— Begin SOURCE TEXT —

After a lot of head scratching and googling I still can't figure this out. I'm very new to Python and I'm struggling with the syntax. Conceptually I think I have a pretty decent idea of what I want to do and how to do so recursively. Technically however, coding it into Python however is proving to be a nightmare.
Basically I want to add all of the permutations of a word to list (no duplicate characters allowed), which can then be called by another program or function.
The return command and how to handle white space is really confusing me. I want the recursive function to "return" something once it unwinds but I don't want it to stop the function until all of the characters have iterated and all the permutations have been recursively generated within those iterations. When I run the code below nothing seems to happen.
def permutations(A, B = ''):
assert len(A) >= 0
assert len(A) == len(set(A))
res = []
if len(A) == 0: res = res.extend(B)
else:
for i in range(len(A)):
permutations(A[0:i] + A[i+1:], B + A[i])
return res
permutations('word'))
If I run the code below it prints out OK to my display pane, but I can't figure out how to get it into an output format that can be used by other program like a list.
def permutations(A, B = ''):
assert len(A) >= 0
assert len(A) == len(set(A))
if len(A) == 0: print(B)
else:
for i in range(len(A)):
permutations(A[0:i] + A[i+1:], B + A[i])
permutations('word')
Please could someone advise me on this, while I have some hair left! Very gratefully received.
Thank you
Jon
Basically your mistake is in
res = res.extend(B)
.extend() doesn't return a new list, but modifies the instance.
Another problem is that you don't use the return value from your recursive calls.
Here is one way to fix your code:
def permutations(A, B = ''):
assert len(A) >= 0
assert len(A) == len(set(A))
if len(A) == 0:
return [B]
else:
res = []
for i in range(len(A)):
res.extend(permutations(A[0:i] + A[i+1:], B + A[i]))
return res
print permutations('word')
Like this?
from itertools import permutations
a = [x for x in permutations('word')]
print a
Output:
>>[('w', 'o', 'r', 'd'), ('w', 'o', 'd', 'r'), ('w', 'r', 'o', 'd'),
>>('w', 'r', 'd', 'o'), ('w', 'd', 'o', 'r'), ('w', 'd', 'r', 'o'),
>>('o', 'w', 'r', 'd'), ..............
EDIT:
I just realized you said no duplicate characters allowed. It does not really matter for 'word', but let's say you have 'wordwwwdd'. Then you could do:
[x for x in permutations(''.join(set('wordwwwdd')))]
But it will mess up the order because of using set, so it will look like:
>> [('r', 'o', 'w', 'd'), ('r', 'o', 'd', 'w'), ('r', 'w', 'o', 'd')....

— End SOURCE TEXT —

GOAL 1: From the Python permutations thread, list every tuple written out in full in the output block that follows "Output:".
GOAL 2: Please carry on the Python permutations thread from its last line.

— Begin PROVIDED MATERIAL —

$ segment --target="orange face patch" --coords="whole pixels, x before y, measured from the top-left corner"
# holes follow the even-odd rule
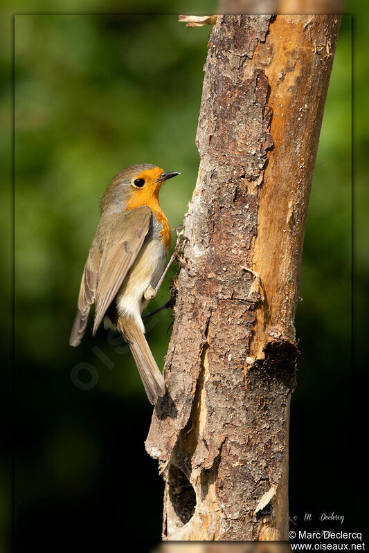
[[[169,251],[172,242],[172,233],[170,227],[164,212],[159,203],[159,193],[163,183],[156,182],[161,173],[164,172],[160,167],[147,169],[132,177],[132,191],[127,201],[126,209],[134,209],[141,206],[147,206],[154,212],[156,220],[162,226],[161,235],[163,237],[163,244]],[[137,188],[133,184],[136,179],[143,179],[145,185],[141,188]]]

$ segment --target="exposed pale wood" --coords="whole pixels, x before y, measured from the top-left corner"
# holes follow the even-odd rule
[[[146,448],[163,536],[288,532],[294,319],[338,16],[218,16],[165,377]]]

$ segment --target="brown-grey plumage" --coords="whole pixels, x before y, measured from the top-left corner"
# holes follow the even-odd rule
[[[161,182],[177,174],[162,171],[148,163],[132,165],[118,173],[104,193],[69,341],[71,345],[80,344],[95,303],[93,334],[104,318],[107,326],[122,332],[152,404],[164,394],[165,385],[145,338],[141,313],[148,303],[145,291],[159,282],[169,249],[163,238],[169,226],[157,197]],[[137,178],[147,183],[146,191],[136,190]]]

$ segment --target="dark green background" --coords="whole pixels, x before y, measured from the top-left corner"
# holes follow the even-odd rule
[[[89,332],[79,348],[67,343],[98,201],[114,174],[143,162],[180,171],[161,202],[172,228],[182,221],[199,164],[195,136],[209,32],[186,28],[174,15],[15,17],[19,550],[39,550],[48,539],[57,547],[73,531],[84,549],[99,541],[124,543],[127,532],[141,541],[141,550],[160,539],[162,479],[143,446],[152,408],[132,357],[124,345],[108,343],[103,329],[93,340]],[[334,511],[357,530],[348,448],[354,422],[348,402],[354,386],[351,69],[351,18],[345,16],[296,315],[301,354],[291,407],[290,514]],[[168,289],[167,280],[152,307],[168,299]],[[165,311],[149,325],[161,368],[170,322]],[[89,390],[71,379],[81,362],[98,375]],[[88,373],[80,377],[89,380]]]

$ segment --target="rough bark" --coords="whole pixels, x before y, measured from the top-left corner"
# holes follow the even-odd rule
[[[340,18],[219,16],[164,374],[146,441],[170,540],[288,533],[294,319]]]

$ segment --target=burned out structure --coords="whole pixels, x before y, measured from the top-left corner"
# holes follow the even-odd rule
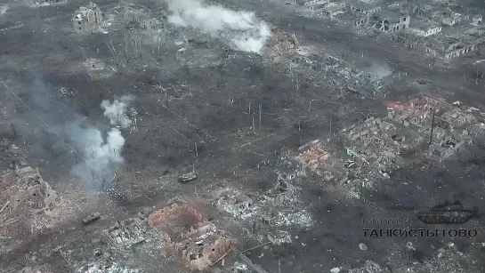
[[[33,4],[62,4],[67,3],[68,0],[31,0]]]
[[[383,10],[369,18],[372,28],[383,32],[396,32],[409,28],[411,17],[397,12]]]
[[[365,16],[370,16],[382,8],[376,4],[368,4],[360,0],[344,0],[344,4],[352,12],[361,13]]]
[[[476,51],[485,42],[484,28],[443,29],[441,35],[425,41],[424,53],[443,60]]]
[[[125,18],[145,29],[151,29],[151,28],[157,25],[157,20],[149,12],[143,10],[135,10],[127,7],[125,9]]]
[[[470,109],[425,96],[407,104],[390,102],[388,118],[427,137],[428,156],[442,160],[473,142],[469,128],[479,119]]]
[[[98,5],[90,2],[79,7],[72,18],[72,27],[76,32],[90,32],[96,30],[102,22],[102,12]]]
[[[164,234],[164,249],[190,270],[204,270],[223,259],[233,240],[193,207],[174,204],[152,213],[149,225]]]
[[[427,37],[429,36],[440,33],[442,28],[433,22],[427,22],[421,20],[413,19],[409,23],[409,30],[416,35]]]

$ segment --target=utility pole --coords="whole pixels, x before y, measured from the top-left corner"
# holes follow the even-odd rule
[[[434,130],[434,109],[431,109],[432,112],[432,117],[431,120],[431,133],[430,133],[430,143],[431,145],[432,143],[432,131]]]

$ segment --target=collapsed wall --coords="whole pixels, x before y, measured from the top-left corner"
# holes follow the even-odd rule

— End PROVIDED MATERIAL —

TASK RESULT 1:
('w', 'o', 'r', 'd')
('w', 'o', 'd', 'r')
('w', 'r', 'o', 'd')
('w', 'r', 'd', 'o')
('w', 'd', 'o', 'r')
('w', 'd', 'r', 'o')
('o', 'w', 'r', 'd')

TASK RESULT 2:
I would do it like this:
def permute_nondupe_letters_to_words(iterable):
return (''.join(i) for i in itertools.permutations(set(iterable)))
And to use it:
word = 'word'
permutation_generator = permute_nondupe_letters_to_words(word)
bucket_1, bucket_2 = [], []
for i in permutation_generator:
bucket_1.append(i)
if i == 'owdr':
break
for i in permutation_generator:
bucket_2.append(i)
And
print(len(bucket_1), len(bucket_2))
prints:
(10, 14)
Here is another way to approach this problem:
it is Python 2.7 and 3.3 compatible (have not yet tested with other versions)
it will accept input containing duplicate items, and only return unique output
(ie permutations("woozy") will only return "oowzy" once)
it returns output in sorted order (and will allow you to specify sort key and ascending or descending order)
it returns string output on string input
it runs as a generator, ie does not store all combinations in memory. If that's what you want, you have to explicitly say so (example shown below)
Edit: it occurred to me that I had omitted a length parameter, so I added one. You can now ask for things like all unique 4-letter permutations from a six-letter string.
Without further ado:
from collections import Counter
import sys
if sys.hexversion < 0x3000000:
# Python 2.x
dict_items_list = lambda d: d.items()
is_string = lambda s: isinstance(s, basestring)
rng = xrange
else:
# Python 3.x
dict_items_list = lambda d: list(d.items())
is_string = lambda s: isinstance(s, str)
rng = range
def permutations(lst, length=None, key=None, reverse=False):
"""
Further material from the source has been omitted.